*TO BE DONE:*
Write out the passage of the steam engine thread below, starting at the words "Unfortunately, I can't" and ending after "could be one.".

*PASSAGE TO READ:*
# Recognize this steam engine model?



## myrickman (Mar 15, 2009)

I am restoring this engine for an old friend of mine- is it a model or just a small engine?. In the process of having 2 flywheels cast (missing) from the pattern shown and making an eccentric to actuate the steam valve. Does anyone recognize the model? I am guessing he has had it for 30-40 years.... Would like to see how it should look. Lots of the parts were fabricated from bar stock like the crank journals and crosshead.


----------



## deverett (Mar 18, 2009)

I know it's not one, but there are certain similarities to a Stuart Turner No.9

Have a look at these pics:




The steam chest on your model is reversed to this one. Note the unpainted pad - where you have a valve lever.






Unfortunately, I can't claim to be the builder of this beautiful engine.

Dave
The Emerald Isle


----------



## bearcar1 (Mar 18, 2009)

Could that possibly be a Stuart #8? The flywheels are not of that maker but the base etc. sure could be one.


----------



## Cedge (Mar 19, 2009)

Stuart model #9.... just sold mine a few weeks ago. 

Steve


----------



## deverett (Mar 20, 2009)

Cedge

Note that the No.9 has only 4 hold down bolts on the bed plate, Myrickman's has 6.
The crosshead and slide bars are of a different design to the No.9.
The valve gear is different to the No.9.

The base casting certainly does have a lot of resemblances to the No.9.

I suppose the original builder could have modified the design somewhat, but I think not. I believe Bearcar1's guess is the right one.

Dave
The Emerald Isle


----------



## myrickman (Mar 22, 2009)

*RECORDS SHOWN:*
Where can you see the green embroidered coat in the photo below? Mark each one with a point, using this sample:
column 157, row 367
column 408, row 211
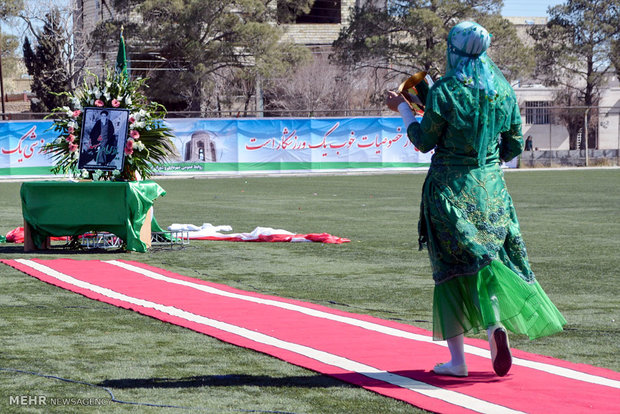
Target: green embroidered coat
column 467, row 218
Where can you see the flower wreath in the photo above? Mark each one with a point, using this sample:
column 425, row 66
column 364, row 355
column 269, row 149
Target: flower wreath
column 149, row 140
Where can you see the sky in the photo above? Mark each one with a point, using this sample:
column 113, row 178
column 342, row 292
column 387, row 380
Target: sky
column 528, row 8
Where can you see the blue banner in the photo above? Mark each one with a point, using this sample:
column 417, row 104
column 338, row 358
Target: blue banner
column 225, row 145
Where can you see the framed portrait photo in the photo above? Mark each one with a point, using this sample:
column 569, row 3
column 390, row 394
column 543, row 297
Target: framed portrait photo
column 103, row 139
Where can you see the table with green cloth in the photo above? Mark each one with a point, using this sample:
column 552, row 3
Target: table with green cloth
column 69, row 208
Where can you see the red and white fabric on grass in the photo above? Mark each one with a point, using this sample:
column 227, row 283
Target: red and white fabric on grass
column 260, row 234
column 391, row 358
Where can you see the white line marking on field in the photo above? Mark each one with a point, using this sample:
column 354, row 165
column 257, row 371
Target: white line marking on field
column 428, row 390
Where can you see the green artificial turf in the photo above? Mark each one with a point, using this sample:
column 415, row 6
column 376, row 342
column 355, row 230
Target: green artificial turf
column 569, row 221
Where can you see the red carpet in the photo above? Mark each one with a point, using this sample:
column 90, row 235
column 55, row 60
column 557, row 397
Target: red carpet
column 387, row 357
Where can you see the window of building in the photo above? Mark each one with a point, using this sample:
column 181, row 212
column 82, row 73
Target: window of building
column 537, row 112
column 322, row 12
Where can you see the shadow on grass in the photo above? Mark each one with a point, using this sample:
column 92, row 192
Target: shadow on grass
column 347, row 380
column 61, row 249
column 233, row 380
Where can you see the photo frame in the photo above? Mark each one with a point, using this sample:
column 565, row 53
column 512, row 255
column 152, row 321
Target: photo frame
column 103, row 139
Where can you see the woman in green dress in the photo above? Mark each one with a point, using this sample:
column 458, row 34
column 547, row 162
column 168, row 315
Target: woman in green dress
column 467, row 221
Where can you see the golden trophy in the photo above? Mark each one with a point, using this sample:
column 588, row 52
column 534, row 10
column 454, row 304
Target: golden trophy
column 415, row 90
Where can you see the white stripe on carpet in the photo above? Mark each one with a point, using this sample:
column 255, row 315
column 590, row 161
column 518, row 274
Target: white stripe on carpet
column 451, row 397
column 552, row 369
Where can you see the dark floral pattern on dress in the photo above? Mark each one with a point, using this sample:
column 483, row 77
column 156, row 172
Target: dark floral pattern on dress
column 467, row 220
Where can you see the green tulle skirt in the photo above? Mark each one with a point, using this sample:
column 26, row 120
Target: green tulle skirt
column 494, row 295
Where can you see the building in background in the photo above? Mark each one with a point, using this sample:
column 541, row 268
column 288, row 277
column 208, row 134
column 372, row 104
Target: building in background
column 321, row 26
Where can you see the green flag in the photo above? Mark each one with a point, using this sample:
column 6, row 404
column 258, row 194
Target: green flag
column 121, row 57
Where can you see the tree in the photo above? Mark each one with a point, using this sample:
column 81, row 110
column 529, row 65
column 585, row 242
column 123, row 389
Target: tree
column 10, row 8
column 191, row 44
column 44, row 63
column 576, row 50
column 409, row 36
column 73, row 53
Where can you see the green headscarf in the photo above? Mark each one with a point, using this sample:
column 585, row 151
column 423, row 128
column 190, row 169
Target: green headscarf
column 486, row 106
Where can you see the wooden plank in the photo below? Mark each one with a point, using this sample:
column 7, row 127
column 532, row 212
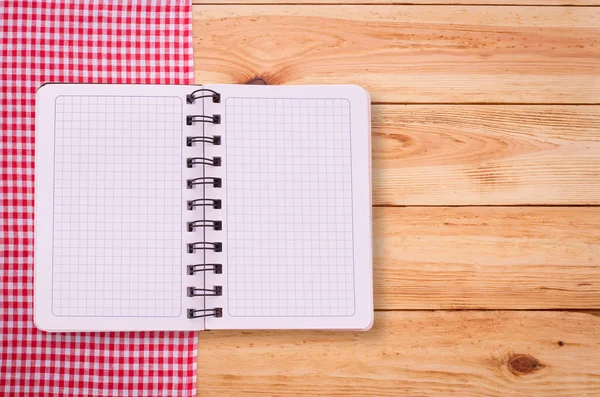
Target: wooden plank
column 482, row 155
column 472, row 354
column 426, row 54
column 486, row 257
column 432, row 2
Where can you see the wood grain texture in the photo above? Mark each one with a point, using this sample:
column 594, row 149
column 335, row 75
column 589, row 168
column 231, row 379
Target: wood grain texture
column 425, row 54
column 468, row 353
column 482, row 155
column 486, row 257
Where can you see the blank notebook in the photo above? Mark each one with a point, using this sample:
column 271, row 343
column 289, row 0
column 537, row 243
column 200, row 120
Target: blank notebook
column 202, row 208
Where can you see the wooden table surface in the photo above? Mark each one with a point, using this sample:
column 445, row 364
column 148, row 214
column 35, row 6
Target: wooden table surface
column 486, row 192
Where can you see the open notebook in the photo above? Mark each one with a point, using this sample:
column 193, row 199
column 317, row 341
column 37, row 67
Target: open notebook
column 202, row 207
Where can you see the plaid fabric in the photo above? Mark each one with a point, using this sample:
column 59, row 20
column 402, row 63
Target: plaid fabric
column 89, row 41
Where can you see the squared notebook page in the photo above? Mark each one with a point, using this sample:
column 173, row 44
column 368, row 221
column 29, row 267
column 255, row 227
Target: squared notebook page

*SOLUTION BELOW:*
Unfortunately, I can't claim to be the builder of this beautiful engine.

Dave
The Emerald Isle


----------



## bearcar1 (Mar 18, 2009)

Could that possibly be a Stuart #8? The flywheels are not of that maker but the base etc. sure could be one.